*Tasks to complete:*
1. Print the part of the post below about the class party that opens with the words containing "In any case" and closes with "Luckily inspiration struck.", keeping every word unchanged.
2. In the post below about the class party, how long did the pancake hearts take to make?

Page excerpt START

Yesterday was a big day for us. Our son's shadow, a perfectly ABA trained behavioral therapist was going to school for the last time. It's devastating for us, a loss of control - but ultimately it is a celebration, all sides are in agreement, including me - Our son is doing so well he no longer needs his shadow - we aren't phasing out the shadow all together, but it will be a school supplied shadow, who has spent more than a month training with the ABA BT and my son in the room. I cannot complain, we are incredibly lucky (And we all worked REALLY HARD to get here -but I know that some people are working really hard and still never get where we are - so I offer up thanks!)
In any case the class, Pre-K wanted to throw a party for the BT - everybody got very attached to him. I said that I would bring a cake for the class, and I also knew that I would have to bring an alternative for my son - his teacher has Celiacs Disease so whatever I make for my son I make for her as well. The week got away from me and I didn't have my usual supplies - I woke up the morning of the party and had no idea what I was going to do - Luckily inspiration struck.
I took GFCF Namaste Sugar Free Pancake Mix and mixed it up. I use water and a little fruit juice instead of the rice milk. I made the pancakes and then stacked them 3 high with a very little bit of Trader Joes Cherry Morello Jam (also sugar free) in between the pancakes for sticking power. Then I got out my graduated heart cookie cutters and cut hearts out of the pancakes. They were really cute and they tasted great. Both my son and his teacher wanted seconds - Next time I make them - which will probably be Valentines Day I will take a picture and post it.
The best part - they took less than 5 minutes to make! Wooohooooo!
Now the bad part - there is a new student in my son's class who is somewhere on the spectrum - this is a mainstreamed class that is allowed to have 3 high functioning special needs students. I had noticed the last time I had been to school that the new student was eating snack with the other children, while my son wasn't - It was a gluten thing. So I just assumed, that he wasn't on the GFCF - so I didn't ask if there was something that I could bring for him. As it turns out he is on the Feingold - which wouldn't have been a problem, but I put apple juice in the pancakes. His mother had been told that the kids would be having cake - just as I am always told - so she did send a snack for him. But he sat there and cried and cried - he wanted cake - either what my son was having or what everyone else was having. I felt like a criminal. I won't ever make the mistake of assuming again. I feel like I should know better by now, but I didn't. Lesson learned. I need to reach out to this Mom, and apologize. I guess I have been afraid of being pushy, or saying the wrong thing. Time to suck it up and step up! I'll let you know how it goes.

Page excerpt END
Material shown START

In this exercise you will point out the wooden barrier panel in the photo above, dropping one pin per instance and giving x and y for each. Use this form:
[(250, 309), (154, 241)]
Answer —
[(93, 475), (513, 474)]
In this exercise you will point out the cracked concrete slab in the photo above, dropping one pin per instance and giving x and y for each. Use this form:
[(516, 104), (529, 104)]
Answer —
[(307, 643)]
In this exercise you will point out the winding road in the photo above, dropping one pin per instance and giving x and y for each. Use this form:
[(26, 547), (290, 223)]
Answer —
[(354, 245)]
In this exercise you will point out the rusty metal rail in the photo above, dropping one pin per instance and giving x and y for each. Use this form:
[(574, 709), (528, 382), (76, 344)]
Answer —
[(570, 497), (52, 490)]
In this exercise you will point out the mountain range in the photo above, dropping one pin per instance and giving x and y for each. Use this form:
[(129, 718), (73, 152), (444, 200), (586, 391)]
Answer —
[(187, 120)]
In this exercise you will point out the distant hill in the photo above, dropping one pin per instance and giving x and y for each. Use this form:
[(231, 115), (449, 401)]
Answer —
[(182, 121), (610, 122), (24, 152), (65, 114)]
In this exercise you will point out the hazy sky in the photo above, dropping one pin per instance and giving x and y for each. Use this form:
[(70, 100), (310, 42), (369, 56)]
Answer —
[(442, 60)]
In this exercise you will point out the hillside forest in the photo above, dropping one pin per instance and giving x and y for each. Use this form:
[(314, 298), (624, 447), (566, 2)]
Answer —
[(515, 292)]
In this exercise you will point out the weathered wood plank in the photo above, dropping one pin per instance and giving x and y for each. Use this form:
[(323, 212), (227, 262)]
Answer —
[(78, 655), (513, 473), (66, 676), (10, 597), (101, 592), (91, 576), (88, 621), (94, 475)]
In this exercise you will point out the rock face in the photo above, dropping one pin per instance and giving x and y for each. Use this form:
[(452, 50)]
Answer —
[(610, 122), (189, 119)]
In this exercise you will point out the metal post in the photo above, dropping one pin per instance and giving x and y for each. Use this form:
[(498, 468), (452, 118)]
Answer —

Material shown END
Material shown START

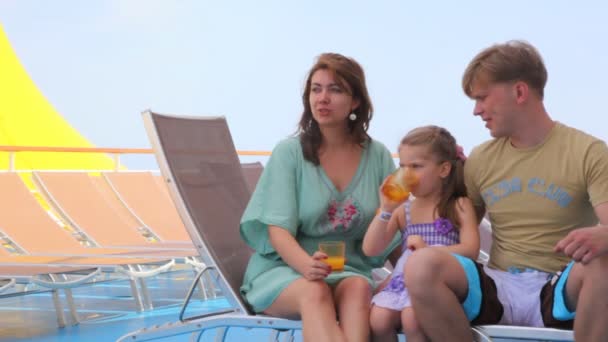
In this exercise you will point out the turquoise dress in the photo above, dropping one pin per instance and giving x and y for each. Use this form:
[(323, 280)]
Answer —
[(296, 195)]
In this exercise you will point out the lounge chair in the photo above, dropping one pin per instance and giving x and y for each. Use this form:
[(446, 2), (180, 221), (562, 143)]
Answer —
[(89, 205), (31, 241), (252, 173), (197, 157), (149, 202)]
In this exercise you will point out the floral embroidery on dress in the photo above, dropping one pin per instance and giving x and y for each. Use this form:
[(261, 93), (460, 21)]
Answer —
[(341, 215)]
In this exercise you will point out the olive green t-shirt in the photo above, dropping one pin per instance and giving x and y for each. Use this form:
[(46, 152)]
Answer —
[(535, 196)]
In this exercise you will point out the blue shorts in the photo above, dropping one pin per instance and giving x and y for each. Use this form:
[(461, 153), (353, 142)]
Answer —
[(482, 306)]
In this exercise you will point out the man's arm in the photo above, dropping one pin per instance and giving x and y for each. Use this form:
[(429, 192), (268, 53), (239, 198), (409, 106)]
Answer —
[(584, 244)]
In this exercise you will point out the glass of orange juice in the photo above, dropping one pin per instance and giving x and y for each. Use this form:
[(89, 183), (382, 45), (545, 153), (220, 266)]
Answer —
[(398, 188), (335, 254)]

Material shown END

*Responses for each task:*
1.
In any case the class, Pre-K wanted to throw a party for the BT - everybody got very attached to him. I said that I would bring a cake for the class, and I also knew that I would have to bring an alternative for my son - his teacher has Celiacs Disease so whatever I make for my son I make for her as well. The week got away from me and I didn't have my usual supplies - I woke up the morning of the party and had no idea what I was going to do - Luckily inspiration struck.

2. Less than 5 minutes.